_Aim of the task_: Return the listing below word for word.
━━━ Records for this exercise
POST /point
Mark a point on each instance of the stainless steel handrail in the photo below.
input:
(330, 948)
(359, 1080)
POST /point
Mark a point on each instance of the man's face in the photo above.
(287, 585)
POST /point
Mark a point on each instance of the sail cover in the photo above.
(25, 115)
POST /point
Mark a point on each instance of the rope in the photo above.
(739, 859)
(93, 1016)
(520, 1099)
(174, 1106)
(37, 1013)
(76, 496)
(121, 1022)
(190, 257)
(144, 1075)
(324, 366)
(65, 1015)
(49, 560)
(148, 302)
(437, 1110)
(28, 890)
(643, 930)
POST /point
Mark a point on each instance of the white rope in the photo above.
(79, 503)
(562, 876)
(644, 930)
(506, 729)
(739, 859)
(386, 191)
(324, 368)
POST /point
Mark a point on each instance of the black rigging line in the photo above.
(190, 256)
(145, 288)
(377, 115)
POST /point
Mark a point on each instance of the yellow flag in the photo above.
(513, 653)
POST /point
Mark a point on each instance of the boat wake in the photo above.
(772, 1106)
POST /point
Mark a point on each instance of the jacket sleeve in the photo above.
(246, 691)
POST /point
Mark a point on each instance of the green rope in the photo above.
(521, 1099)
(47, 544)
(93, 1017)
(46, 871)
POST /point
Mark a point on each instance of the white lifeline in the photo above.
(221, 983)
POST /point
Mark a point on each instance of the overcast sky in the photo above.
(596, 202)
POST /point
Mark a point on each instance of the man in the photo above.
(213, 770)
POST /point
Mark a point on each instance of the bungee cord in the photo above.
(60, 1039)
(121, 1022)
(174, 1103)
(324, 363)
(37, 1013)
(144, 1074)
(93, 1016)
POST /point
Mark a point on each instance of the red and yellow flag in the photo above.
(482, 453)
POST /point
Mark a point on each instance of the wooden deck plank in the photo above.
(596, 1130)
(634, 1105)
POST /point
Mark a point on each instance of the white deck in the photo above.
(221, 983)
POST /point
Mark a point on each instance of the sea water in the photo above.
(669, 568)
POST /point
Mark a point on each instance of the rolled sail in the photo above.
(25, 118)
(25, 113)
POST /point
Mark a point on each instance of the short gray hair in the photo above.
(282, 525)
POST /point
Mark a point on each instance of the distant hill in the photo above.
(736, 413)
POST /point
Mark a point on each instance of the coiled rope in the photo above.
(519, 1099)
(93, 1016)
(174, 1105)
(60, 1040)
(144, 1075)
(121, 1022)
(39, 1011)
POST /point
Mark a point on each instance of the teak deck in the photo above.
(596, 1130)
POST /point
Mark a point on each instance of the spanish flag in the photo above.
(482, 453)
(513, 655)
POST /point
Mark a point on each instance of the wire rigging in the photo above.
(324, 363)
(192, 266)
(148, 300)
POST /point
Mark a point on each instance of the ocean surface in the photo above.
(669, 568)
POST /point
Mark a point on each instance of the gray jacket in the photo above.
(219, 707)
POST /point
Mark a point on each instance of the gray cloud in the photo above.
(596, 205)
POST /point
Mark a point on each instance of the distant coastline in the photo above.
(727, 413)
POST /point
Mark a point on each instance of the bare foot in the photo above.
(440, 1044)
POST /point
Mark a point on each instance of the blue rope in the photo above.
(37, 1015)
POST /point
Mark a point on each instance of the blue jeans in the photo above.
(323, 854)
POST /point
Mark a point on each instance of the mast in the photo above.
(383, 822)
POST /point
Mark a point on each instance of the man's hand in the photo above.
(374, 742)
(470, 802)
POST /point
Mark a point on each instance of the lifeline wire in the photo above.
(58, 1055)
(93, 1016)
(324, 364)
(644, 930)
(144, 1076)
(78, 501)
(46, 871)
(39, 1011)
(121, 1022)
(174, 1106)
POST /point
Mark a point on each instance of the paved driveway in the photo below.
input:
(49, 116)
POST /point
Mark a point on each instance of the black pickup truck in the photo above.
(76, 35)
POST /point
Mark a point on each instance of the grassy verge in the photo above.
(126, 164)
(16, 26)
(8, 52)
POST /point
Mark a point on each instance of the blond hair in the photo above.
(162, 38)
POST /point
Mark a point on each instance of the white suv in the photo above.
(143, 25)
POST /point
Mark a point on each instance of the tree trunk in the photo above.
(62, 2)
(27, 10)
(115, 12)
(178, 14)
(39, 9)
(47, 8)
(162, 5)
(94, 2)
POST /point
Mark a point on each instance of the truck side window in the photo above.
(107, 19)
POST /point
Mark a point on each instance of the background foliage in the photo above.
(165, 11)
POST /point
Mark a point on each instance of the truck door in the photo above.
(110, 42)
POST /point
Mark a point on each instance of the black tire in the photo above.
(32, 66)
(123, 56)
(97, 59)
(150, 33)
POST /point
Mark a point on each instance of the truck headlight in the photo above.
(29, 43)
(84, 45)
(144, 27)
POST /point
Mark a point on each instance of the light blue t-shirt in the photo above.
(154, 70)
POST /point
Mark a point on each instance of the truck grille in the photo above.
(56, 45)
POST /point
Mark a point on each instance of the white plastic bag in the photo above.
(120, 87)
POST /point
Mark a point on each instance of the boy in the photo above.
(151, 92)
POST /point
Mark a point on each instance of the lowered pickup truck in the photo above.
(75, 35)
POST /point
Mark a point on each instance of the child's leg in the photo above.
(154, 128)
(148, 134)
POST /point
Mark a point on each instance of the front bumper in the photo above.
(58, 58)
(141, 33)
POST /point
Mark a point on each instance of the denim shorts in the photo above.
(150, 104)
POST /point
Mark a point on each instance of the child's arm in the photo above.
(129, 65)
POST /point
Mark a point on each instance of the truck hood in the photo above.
━━━━━━
_Complete response_:
POST /point
Mark a point on each instance of the stainless steel handrail in the photo below.
input:
(330, 948)
(359, 1080)
POST /point
Mark a point on each instance of the man's face in the photo above.
(287, 585)
POST /point
Mark a point on each instance of the sail cover in the photo above.
(25, 115)
POST /point
Mark a point on each instance of the rope in the photo above.
(739, 859)
(93, 1016)
(520, 1099)
(174, 1106)
(37, 1013)
(76, 496)
(121, 1022)
(190, 257)
(144, 1075)
(324, 366)
(65, 1015)
(49, 560)
(148, 302)
(437, 1110)
(28, 890)
(643, 930)
POST /point
Mark a point on each instance of the white rope in the photo above.
(79, 503)
(562, 876)
(644, 930)
(506, 729)
(739, 859)
(386, 191)
(324, 368)
POST /point
Mark a point on each instance of the black rigging line in the photo above.
(190, 256)
(145, 288)
(377, 115)
POST /point
Mark a point on each instance of the yellow flag in the photo above.
(513, 653)
POST /point
Mark a point on each instance of the boat wake in the photo above.
(772, 1106)
POST /point
Mark a point on each instance of the jacket sleeve in the photo above.
(246, 691)
POST /point
Mark a point on each instance of the green rope in the photo above.
(521, 1099)
(47, 544)
(93, 1017)
(46, 871)
POST /point
Mark a point on each instance of the white lifeline in the photo above.
(221, 983)
POST /point
Mark a point on each instance of the overcast sky in the photo above.
(596, 202)
POST /point
Mark a point on each instance of the man in the photo above.
(213, 770)
POST /point
Mark a point on each instance of the bungee cord in the photo above.
(60, 1039)
(121, 1022)
(174, 1103)
(324, 363)
(37, 1013)
(144, 1074)
(93, 1016)
POST /point
Mark a point on each instance of the red and yellow flag in the photo above.
(482, 453)
POST /point
Mark a point on each instance of the wooden deck plank in the photo above.
(596, 1130)
(634, 1105)
POST /point
Mark a point on each instance of the white deck in the photo above.
(221, 983)
POST /point
Mark a point on each instance of the sea water in the photo above.
(669, 568)
POST /point
Mark a point on each instance of the rolled sail in the photo above.
(25, 118)
(25, 113)
POST /point
Mark a point on each instance of the short gray hair in the photo above.
(282, 525)
POST /point
Mark a point on each instance of the distant hill in the photo above.
(736, 413)
POST /point
Mark a point on each instance of the coiled rope in the photo above.
(519, 1099)
(93, 1016)
(174, 1105)
(60, 1040)
(144, 1075)
(121, 1022)
(39, 1011)
POST /point
Mark a point on each instance of the teak deck in the photo above.
(596, 1130)
POST /point
Mark a point on each instance of the spanish flag in the photo above.
(482, 453)
(513, 655)
POST /point
Mark a point on each instance of the wire rigging in the photo above.
(324, 363)
(192, 266)
(148, 300)
POST /point
Mark a point on each instance of the ocean surface in the photo above.
(669, 568)
POST /point
Mark a point on each instance of the gray jacket in the photo above.
(219, 707)
POST /point
Mark a point on each instance of the gray cloud in the photo above.
(596, 205)
POST /point
Mark a point on each instance of the distant coastline in the photo above.
(727, 413)
POST /point
Mark a point on each instance of the bare foot in the photo above.
(440, 1044)
POST /point
Mark a point on each instance of the blue rope in the photo above.
(37, 1015)
POST /point
Mark a point on each instance of the blue jeans in the photo above.
(323, 854)
POST /point
Mark a point on each instance of the mast in the photo above.
(383, 822)
POST /point
Mark a point on each instance of the man's hand in the photo above.
(374, 742)
(470, 802)
POST /point
Mark a point on each instance of the lifeline wire in the photo above.
(58, 1055)
(93, 1016)
(324, 364)
(644, 930)
(144, 1076)
(78, 501)
(46, 871)
(39, 1011)
(121, 1022)
(174, 1106)
POST /point
Mark a point on each instance of the paved driveway in the photo below.
input:
(49, 116)
POST /point
Mark a point on each instance of the black pickup truck in the photo above.
(76, 35)
POST /point
Mark a point on each instance of the grassy verge in the photo above.
(126, 164)
(16, 26)
(8, 52)
POST /point
Mark a point on each instance of the blond hair in the photo above.
(162, 38)
POST /point
Mark a point on each instance of the white suv in the photo above.
(143, 25)
POST /point
Mark a point on each instance of the tree trunk in the photo above.
(62, 2)
(27, 10)
(115, 12)
(178, 14)
(39, 9)
(47, 8)
(162, 5)
(94, 2)
POST /point
Mark a point on each instance of the truck side window in the photo above.
(107, 19)
POST /point
Mark a point on each instance of the background foliage in the photo above.
(165, 11)
POST /point
Mark a point on each instance of the truck door in the photo above.
(110, 42)
POST /point
Mark a point on each instance of the black tire in the photo above.
(32, 66)
(123, 56)
(97, 59)
(150, 33)
POST /point
Mark a point on each instance of the truck headlight in the photo above.
(29, 43)
(84, 45)
(144, 27)
POST /point
Mark a point on each instance of the light blue t-shirt in the photo above.
(154, 70)
POST /point
Mark a point on each instance of the truck grille in the photo above.
(56, 45)
POST /point
Mark a point on each instance of the white plastic bag in the photo above.
(120, 87)
POST /point
Mark a point on each instance of the boy in the photo above.
(151, 92)
POST /point
Mark a point on each instance of the lowered pickup truck in the photo above.
(75, 35)
POST /point
Mark a point on each instance of the child's leg in the photo above.
(154, 128)
(148, 134)
POST /point
Mark a point on each instance of the front bumper in the photo above.
(58, 58)
(141, 33)
POST /point
Mark a point on each instance of the denim shorts in the photo above.
(150, 104)
POST /point
Mark a point on each instance of the child's arm in the photo above.
(129, 65)
POST /point
Mark a point on each instance of the truck hood in the photo above.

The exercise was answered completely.